◆ INSTRUCTION:
Copy every line of the records below word for word, from the first to the last.

◆ EXCERPTED RECORDS:

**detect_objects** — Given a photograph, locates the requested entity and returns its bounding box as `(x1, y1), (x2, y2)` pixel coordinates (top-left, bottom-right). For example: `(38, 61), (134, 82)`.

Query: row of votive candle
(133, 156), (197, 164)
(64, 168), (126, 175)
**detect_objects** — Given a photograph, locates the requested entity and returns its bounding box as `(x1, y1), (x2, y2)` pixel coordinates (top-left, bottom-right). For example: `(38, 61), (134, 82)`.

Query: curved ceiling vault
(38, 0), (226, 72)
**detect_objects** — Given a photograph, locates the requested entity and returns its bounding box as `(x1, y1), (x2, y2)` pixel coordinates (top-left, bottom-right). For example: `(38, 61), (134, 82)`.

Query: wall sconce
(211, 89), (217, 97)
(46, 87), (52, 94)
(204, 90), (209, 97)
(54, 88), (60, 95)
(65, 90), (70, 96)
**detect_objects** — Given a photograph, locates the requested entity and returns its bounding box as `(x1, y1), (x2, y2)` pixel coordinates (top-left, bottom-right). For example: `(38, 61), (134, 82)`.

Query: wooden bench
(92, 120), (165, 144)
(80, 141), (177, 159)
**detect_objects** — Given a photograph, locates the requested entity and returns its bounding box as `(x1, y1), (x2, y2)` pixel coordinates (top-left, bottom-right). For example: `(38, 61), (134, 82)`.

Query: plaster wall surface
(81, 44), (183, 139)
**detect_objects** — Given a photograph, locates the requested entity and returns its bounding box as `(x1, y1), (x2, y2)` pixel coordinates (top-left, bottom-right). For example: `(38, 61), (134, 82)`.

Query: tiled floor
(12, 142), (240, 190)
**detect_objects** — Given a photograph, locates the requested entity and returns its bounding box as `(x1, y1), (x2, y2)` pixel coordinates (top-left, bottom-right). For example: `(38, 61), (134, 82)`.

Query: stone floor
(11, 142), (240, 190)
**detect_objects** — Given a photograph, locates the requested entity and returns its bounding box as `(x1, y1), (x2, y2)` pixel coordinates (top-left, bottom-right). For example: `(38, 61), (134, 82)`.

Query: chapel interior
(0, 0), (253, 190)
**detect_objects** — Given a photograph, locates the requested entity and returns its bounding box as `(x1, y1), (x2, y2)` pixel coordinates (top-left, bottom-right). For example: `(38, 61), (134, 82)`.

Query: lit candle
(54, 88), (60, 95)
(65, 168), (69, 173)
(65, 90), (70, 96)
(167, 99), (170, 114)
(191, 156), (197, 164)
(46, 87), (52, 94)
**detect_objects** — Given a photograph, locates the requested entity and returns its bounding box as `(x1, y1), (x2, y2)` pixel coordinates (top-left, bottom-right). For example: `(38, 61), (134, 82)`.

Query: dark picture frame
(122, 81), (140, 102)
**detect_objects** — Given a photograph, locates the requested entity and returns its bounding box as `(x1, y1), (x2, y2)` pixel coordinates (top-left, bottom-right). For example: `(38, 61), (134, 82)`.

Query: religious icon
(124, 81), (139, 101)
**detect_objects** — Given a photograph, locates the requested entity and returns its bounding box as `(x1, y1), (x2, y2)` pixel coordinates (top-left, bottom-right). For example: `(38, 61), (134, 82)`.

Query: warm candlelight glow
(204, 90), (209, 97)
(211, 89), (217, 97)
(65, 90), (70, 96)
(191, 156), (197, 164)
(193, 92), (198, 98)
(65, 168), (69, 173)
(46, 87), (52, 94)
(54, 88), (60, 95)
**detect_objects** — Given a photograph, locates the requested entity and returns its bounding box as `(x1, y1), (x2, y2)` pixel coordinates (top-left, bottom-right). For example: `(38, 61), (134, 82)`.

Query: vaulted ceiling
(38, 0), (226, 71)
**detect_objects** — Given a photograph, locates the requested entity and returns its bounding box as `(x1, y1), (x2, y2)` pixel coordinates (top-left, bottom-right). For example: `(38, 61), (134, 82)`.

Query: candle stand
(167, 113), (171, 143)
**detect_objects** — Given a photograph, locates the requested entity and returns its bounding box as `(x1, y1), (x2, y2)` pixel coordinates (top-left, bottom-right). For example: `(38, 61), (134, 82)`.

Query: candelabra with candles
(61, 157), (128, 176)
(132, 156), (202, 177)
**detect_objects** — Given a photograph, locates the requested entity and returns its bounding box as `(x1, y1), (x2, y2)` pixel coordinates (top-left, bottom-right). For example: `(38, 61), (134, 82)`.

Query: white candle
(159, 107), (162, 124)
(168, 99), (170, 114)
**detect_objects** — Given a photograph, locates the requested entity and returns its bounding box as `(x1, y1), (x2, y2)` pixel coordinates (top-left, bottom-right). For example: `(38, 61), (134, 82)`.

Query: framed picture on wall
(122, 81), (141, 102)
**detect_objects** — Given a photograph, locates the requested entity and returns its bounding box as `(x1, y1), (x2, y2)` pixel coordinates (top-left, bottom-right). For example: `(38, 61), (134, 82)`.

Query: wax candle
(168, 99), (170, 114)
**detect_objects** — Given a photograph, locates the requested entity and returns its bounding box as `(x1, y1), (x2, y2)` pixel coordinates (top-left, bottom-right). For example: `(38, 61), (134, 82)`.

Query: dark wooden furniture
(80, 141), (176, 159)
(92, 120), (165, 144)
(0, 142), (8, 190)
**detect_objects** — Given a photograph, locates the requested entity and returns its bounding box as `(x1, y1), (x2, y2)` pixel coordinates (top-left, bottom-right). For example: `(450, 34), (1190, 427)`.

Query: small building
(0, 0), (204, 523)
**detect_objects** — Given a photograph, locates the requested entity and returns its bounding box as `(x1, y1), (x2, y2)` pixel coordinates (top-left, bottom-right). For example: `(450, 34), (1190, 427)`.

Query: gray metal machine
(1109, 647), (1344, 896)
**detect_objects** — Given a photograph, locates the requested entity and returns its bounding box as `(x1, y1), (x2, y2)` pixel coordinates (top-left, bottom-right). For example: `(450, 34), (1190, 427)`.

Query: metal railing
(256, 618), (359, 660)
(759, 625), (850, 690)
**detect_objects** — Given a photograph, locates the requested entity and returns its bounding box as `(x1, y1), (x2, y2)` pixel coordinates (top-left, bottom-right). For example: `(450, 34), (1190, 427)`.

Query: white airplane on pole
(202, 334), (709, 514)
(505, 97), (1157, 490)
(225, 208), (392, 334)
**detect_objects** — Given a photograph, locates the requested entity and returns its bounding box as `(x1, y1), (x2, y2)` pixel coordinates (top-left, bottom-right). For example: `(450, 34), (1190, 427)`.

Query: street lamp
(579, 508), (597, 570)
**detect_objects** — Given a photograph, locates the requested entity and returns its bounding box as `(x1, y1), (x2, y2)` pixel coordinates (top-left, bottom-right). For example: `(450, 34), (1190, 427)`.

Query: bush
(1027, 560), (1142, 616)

◆ CORRECT RESPONSE:
**detect_objects** — Given a photograph, locates the requested entity and returns its bounding box as `(x1, y1), (x2, y2)` pixel coordinates (top-left, bottom-right). For example: `(38, 61), (134, 82)`.

Query: row of votive candle
(133, 156), (197, 164)
(64, 168), (126, 175)
**detect_objects** — Given a photograph, locates the requested entity and returns its bounding box as `(x1, y1), (x2, y2)` pixel coordinates (top-left, bottom-right). For example: `(38, 61), (134, 82)`.

Query: curved ceiling vault
(38, 0), (226, 72)
**detect_objects** — Given a photograph, locates the requested entity and returns its bounding box as `(x1, y1), (x2, y2)` pixel coordinates (top-left, bottom-right). For example: `(38, 61), (134, 82)`.

Query: wall sconce
(211, 89), (217, 97)
(46, 87), (52, 94)
(204, 90), (209, 97)
(54, 88), (60, 95)
(65, 90), (70, 96)
**detect_objects** — Given a photograph, locates the requested entity and returns its bounding box as `(x1, y1), (x2, y2)` pixel coordinates (top-left, bottom-right). For example: `(38, 61), (134, 82)`.

Query: wooden bench
(92, 120), (165, 144)
(80, 141), (177, 159)
**detect_objects** — Given a photograph, locates the requested entity and returns its bounding box as `(x1, y1), (x2, y2)` pixel coordinates (top-left, bottom-right). For example: `(38, 61), (134, 82)`.

Query: plaster wall surface
(81, 44), (183, 139)
**detect_objects** — Given a photograph, locates the requested entity and returns its bounding box as `(x1, y1), (x2, y2)` pixel coordinates (top-left, bottom-right). For example: `(38, 61), (134, 82)`.

Query: tiled floor
(12, 142), (240, 190)
**detect_objects** — Given a photograph, locates the requested entity and returns its bounding box as `(x1, y1), (x2, y2)` pixel coordinates (top-left, bottom-right). For example: `(38, 61), (134, 82)`.

Query: stone floor
(11, 142), (240, 190)
**detect_objects** — Given a photograph, locates the requested entity and returns its bounding box as `(x1, y1), (x2, y2)` pixel coordinates (top-left, bottom-right). For example: `(38, 61), (134, 82)`.

Query: chapel interior
(0, 0), (253, 190)
**detect_objects** — Given a photograph, locates the requested entity and returns its bounding box as `(x1, y1), (x2, y2)` pixel coordinates (top-left, bottom-right). For example: `(38, 61), (134, 82)`.

Query: lit candle
(54, 88), (60, 95)
(65, 168), (69, 173)
(65, 90), (70, 96)
(167, 99), (170, 114)
(191, 156), (197, 164)
(46, 87), (52, 94)
**detect_objects** — Given a photograph, locates the requested entity and returns its bounding box as `(x1, y1), (x2, y2)` pixel coordinates (top-left, bottom-right). For example: `(38, 61), (134, 82)`.

Query: dark picture frame
(122, 81), (140, 102)
**detect_objects** — Given a photograph, locates the requested entity and returns its bounding box as `(x1, y1), (x2, y2)` pixel coordinates (top-left, bottom-right). For example: `(38, 61), (134, 82)`.

Query: religious icon
(124, 81), (139, 101)
**detect_objects** — Given a photograph, locates the requested entity and returns its bounding box as `(x1, y1), (x2, y2)` pixel coordinates (top-left, bottom-right). For example: `(38, 61), (134, 82)`.

Query: warm candlelight glow
(204, 90), (209, 97)
(211, 89), (217, 97)
(65, 90), (70, 96)
(191, 156), (197, 164)
(193, 92), (198, 98)
(65, 168), (69, 173)
(46, 87), (52, 94)
(54, 88), (60, 95)
**detect_objects** — Given a photograph, locates the requested entity and returns its bounding box as `(x1, y1), (x2, y2)` pixel coordinates (top-left, bottom-right). For example: `(38, 61), (134, 82)`.

Query: vaulted ceiling
(38, 0), (226, 71)
**detect_objects** — Given a photograph, locates the requested entity and returns its bounding box as `(x1, y1), (x2, y2)` pixel coordinates (top-left, bottom-right). For example: `(38, 61), (134, 82)`.

Query: candle stand
(167, 113), (171, 143)
**detect_objects** — Given a photograph, locates the requested entity and returns its bounding box as `(x1, y1), (x2, y2)` pixel coordinates (top-left, bottom-right). For example: `(38, 61), (134, 82)`.

Query: candelabra with candles
(61, 157), (128, 176)
(132, 156), (202, 177)
**detect_objects** — Given a photograph, locates the requested entity and returns its bounding box as `(x1, y1), (x2, y2)` pixel coordinates (top-left, bottom-right). For example: `(38, 61), (134, 82)`.

Query: white candle
(159, 107), (162, 124)
(168, 99), (170, 114)
**detect_objects** — Given a photograph, locates the requested entity and returns its bounding box as `(x1, y1), (x2, y2)` pixel coordinates (top-left, bottom-right). For example: `(38, 61), (134, 82)`.

Query: framed picture on wall
(122, 81), (141, 102)
**detect_objects** — Given a photograph, locates the requested entity and returns its bounding box as `(x1, y1), (x2, y2)` pixel coordinates (top-left, bottom-right). For example: `(38, 61), (134, 82)`.

Query: wax candle
(168, 99), (170, 114)
**detect_objects** — Given a photograph, locates the requested entity and returns its bounding box as `(x1, y1), (x2, y2)` pixel coordinates (top-left, bottom-right). For example: `(38, 61), (134, 82)`.

Query: dark wooden furniture
(80, 141), (176, 159)
(92, 120), (165, 144)
(0, 142), (8, 190)
**detect_objects** — Given a photograph, locates the requested entity and returns its bounding box as `(x1, y1), (x2, y2)` pixel coordinates (top-left, bottom-right). For example: `(450, 34), (1190, 427)`.

Query: small building
(0, 0), (204, 523)
**detect_objects** — Given a photograph, locates the requested entity and returns its bounding box as `(x1, y1), (x2, y2)` pixel coordinates (top-left, bottom-right). For example: `(450, 34), (1190, 427)`.

Query: gray metal machine
(1109, 647), (1344, 896)
**detect_objects** — Given a photograph, locates the requested entity and returns its bounding box as `(x1, y1), (x2, y2)` pixel coordinates (top-left, bottom-right). For example: `(450, 34), (1190, 427)`.

Query: metal railing
(256, 618), (359, 660)
(759, 625), (850, 690)
**detect_objects** — Given a photograph, locates the requested entity and returns its bounding box as `(x1, y1), (x2, y2)` pixel coordinates (top-left, bottom-right). For example: `(450, 34), (1190, 427)`.

Query: white airplane on pole
(202, 334), (709, 514)
(505, 97), (1157, 490)
(225, 208), (392, 334)
**detect_objects** — Given a photograph, locates the requested entity and returns its bounding box as `(x1, y1), (x2, y2)` pixel coordinates (top-left, bottom-right). For example: `(450, 34), (1190, 427)`.

Query: street lamp
(579, 508), (597, 570)
**detect_objects** — Given a photograph, locates the requested entity and returns its bounding box as `(x1, y1), (x2, y2)` pixel coordinates (top-left, bottom-right). For example: `(450, 34), (1190, 427)`.

Query: bush
(1027, 560), (1142, 616)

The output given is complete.